Reproduce the following news article about Bernie Sanders and the Trans-Pacific Partnership word for word, in full, before the data that comes after it.

- Supplied text -
================

Sen. Bernie Sanders is pushing to ensure that the Democratic Party rejects the Trans-Pacific Partnership trade deal as part of the platform that will be sent to the national convention on Friday.
Jim Hightower, Sanders’ delegate at the party-drafting meeting in Orlando, Fla., plans to offer an amendment changing the current wording of the platform. In the current iteration, the Democratic Party doesn’t take a clear stance on TPP as it states, “there are a diversity of views in the party” about the 12-nation trade deal.
The Sanders campaign and Hightower hope to change this to read, “It is the policy of the Democratic Party that the Trans-Pacific Partnership must not get a vote in this Congress or in future sessions of Congress.”
Ahead of the Orlando meeting, more than 700,000 people signed petitions for the party to go on record opposing any vote on TPP after the November election. The Sanders campaign also pointed out that 83 percent of Democratic congressmen voted against giving President Obama fast-track authority, which would help the trade deal, last year.
“The overwhelming majority of Democrats are strongly opposed to this disastrous trade agreement,” Sanders said Thursday. “If both Secretary Clinton and I agree that the TPP should not get to the floor of Congress this year, it’s hard to understand why this amendment would not be overwhelmingly passed.”
Sanders’ representatives on the platform drafting committee also hope to change the platform to include a $15 minimum wage for all workers, a national moratorium on fracking, increased paid family and medical leave, and a carbon tax, among other issues.

================

- Data supplied -

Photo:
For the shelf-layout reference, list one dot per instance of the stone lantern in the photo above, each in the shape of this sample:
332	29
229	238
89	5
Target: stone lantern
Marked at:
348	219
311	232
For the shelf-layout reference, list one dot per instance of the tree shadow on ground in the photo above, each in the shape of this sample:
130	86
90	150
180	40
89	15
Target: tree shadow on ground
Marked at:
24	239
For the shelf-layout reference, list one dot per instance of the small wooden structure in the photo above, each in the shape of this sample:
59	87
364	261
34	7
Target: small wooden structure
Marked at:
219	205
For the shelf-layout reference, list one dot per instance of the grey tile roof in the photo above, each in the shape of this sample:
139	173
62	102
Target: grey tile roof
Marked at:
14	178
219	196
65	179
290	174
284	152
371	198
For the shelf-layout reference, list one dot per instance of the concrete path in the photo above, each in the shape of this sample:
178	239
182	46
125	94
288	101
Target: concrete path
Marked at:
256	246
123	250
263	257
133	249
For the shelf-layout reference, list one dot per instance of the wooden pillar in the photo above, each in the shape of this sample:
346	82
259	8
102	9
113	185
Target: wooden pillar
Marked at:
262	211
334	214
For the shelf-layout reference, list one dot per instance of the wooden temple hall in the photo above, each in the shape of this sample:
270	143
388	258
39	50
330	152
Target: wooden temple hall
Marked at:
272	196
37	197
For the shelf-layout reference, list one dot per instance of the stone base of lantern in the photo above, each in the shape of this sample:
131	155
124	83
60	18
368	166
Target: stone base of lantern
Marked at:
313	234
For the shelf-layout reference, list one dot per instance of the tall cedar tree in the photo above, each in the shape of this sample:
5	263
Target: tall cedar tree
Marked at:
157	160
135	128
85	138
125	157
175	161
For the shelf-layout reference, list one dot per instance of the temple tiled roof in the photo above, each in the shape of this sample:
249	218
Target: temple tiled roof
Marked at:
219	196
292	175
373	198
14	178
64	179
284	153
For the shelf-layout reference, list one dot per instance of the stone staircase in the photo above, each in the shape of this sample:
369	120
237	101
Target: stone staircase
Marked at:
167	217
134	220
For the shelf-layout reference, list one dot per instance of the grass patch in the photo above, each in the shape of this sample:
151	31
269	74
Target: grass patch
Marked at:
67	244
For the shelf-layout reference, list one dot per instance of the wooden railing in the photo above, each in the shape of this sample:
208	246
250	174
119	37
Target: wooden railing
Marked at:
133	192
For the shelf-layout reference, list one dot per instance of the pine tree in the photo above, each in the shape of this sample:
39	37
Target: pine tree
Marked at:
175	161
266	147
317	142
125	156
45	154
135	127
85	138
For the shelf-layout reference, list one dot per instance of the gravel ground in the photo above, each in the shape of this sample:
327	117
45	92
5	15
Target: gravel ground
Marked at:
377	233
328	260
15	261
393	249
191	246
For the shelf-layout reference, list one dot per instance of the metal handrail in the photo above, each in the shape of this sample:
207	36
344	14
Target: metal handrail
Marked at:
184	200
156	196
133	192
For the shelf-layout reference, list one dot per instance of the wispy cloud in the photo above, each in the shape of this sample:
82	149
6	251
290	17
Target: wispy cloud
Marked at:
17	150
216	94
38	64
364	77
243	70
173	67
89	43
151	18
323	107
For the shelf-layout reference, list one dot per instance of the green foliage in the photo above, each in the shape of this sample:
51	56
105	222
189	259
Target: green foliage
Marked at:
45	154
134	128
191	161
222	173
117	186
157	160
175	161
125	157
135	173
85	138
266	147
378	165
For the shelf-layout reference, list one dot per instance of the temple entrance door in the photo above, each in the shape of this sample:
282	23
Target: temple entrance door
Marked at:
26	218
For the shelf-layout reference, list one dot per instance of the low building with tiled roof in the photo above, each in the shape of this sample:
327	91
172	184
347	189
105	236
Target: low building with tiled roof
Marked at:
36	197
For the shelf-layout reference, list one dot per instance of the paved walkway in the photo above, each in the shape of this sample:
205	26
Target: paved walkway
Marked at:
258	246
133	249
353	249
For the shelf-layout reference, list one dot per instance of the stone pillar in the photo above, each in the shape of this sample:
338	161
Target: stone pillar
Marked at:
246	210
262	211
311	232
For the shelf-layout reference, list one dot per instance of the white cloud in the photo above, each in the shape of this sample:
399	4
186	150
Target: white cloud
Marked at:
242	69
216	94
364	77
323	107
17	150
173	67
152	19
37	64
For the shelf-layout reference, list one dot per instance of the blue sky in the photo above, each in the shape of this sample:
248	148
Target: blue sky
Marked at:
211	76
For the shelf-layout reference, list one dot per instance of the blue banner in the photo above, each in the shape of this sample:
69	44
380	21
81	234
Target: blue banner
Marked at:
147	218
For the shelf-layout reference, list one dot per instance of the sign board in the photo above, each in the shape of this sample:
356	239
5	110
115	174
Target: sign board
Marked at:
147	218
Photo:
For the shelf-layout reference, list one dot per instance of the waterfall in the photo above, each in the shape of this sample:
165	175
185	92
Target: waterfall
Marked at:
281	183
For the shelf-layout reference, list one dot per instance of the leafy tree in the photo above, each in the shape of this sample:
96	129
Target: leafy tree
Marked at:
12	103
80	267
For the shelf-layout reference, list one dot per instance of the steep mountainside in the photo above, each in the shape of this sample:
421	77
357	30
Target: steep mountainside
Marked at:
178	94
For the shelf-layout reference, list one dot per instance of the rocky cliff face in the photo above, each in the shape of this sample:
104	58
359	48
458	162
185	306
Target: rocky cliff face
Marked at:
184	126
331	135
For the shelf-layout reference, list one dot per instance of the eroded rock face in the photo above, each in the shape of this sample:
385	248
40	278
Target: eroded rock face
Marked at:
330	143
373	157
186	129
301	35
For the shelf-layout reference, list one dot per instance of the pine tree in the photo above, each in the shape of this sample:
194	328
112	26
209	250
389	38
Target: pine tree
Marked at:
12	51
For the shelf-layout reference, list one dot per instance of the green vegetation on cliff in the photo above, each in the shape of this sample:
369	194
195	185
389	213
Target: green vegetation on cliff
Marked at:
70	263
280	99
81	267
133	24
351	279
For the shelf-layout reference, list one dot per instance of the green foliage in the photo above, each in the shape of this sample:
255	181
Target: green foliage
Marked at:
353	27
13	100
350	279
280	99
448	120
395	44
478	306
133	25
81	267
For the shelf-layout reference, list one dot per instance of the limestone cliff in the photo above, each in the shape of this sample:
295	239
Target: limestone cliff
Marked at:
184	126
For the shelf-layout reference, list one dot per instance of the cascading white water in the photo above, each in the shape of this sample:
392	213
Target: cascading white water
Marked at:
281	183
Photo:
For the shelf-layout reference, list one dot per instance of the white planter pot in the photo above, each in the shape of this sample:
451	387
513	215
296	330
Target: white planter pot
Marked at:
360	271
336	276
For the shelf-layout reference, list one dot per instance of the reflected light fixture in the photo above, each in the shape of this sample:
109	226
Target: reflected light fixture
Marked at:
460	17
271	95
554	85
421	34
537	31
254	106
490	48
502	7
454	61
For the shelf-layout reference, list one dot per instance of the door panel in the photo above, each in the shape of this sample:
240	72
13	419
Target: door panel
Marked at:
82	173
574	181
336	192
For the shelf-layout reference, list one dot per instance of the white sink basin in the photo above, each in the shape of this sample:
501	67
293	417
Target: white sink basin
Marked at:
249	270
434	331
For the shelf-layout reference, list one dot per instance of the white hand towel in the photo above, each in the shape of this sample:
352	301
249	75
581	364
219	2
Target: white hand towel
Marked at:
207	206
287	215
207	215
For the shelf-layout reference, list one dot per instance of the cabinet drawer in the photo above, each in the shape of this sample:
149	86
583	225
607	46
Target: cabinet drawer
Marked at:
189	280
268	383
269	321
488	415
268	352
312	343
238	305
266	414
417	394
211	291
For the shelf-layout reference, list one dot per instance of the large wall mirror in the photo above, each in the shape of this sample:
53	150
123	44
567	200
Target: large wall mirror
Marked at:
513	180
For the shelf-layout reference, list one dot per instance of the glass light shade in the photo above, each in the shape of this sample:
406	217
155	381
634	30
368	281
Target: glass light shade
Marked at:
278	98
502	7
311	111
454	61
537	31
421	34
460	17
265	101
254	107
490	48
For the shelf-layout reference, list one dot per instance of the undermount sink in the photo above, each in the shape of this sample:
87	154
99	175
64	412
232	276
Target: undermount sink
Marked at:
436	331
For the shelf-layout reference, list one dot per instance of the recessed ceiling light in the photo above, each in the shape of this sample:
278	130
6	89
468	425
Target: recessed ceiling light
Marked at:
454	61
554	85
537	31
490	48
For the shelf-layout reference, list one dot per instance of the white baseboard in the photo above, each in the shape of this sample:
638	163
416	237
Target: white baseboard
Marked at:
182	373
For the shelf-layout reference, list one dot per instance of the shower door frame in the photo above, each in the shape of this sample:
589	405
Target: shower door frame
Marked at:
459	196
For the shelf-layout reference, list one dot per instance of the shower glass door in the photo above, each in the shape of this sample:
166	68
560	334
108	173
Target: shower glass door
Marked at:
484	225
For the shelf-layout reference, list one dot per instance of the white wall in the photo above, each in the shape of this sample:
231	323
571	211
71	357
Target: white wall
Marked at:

================

- Response -
Sen. Bernie Sanders is pushing to ensure that the Democratic Party rejects the Trans-Pacific Partnership trade deal as part of the platform that will be sent to the national convention on Friday.
Jim Hightower, Sanders’ delegate at the party-drafting meeting in Orlando, Fla., plans to offer an amendment changing the current wording of the platform. In the current iteration, the Democratic Party doesn’t take a clear stance on TPP as it states, “there are a diversity of views in the party” about the 12-nation trade deal.
The Sanders campaign and Hightower hope to change this to read, “It is the policy of the Democratic Party that the Trans-Pacific Partnership must not get a vote in this Congress or in future sessions of Congress.”
Ahead of the Orlando meeting, more than 700,000 people signed petitions for the party to go on record opposing any vote on TPP after the November election. The Sanders campaign also pointed out that 83 percent of Democratic congressmen voted against giving President Obama fast-track authority, which would help the trade deal, last year.
“The overwhelming majority of Democrats are strongly opposed to this disastrous trade agreement,” Sanders said Thursday. “If both Secretary Clinton and I agree that the TPP should not get to the floor of Congress this year, it’s hard to understand why this amendment would not be overwhelmingly passed.”
Sanders’ representatives on the platform drafting committee also hope to change the platform to include a $15 minimum wage for all workers, a national moratorium on fracking, increased paid family and medical leave, and a carbon tax, among other issues.